> _Exercise requirements_: Rescale the lines from the one containing "Target: g-rx decal" through the end of the records, inclusive. Write every one of those lines again, requests included, with each point coordinate multiplied by 0.85 and rounded to a whole number, halves rounded up, and give only those lines.

> _Material provided_:
# # # #
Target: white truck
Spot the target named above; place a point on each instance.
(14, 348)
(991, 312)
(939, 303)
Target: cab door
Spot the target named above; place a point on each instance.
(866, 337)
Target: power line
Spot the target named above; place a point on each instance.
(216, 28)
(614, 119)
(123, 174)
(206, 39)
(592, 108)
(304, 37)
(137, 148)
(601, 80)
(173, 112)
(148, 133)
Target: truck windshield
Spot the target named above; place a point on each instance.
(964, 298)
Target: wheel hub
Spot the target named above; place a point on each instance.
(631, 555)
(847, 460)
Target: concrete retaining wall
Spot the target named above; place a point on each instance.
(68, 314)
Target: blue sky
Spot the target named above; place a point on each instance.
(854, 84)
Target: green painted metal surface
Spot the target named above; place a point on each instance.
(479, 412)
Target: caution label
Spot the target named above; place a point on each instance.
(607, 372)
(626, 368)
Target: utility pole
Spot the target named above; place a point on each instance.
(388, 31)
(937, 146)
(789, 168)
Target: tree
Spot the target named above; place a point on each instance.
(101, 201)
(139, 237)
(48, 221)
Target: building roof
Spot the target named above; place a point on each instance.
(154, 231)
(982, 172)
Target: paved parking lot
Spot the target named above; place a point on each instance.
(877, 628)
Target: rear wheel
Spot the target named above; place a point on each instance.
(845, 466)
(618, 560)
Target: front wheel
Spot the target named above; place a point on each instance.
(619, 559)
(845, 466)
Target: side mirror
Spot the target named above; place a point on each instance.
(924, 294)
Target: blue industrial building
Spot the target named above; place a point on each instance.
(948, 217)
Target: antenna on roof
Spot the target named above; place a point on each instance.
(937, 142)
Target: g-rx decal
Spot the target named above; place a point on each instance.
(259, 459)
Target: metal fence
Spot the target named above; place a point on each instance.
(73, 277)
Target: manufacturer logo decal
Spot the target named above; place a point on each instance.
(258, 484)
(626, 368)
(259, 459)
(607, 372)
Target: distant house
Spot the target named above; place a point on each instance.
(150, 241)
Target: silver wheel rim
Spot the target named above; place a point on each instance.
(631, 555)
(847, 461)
# # # #
> _Solved exercise_:
Target: g-rx decal
Spot the target named above; place a point on each instance.
(220, 390)
Target: metal fence
Spot the target named above; place a point on each instance.
(62, 235)
Target: manufacturer logo decal
Spot the target named above; place a point on each instance.
(219, 411)
(532, 313)
(220, 390)
(516, 316)
Target: distant house
Spot the target named above; place a point on each instance.
(128, 205)
Target: silver wheel rim
Spot the target named above; place a point on each instance.
(536, 472)
(720, 392)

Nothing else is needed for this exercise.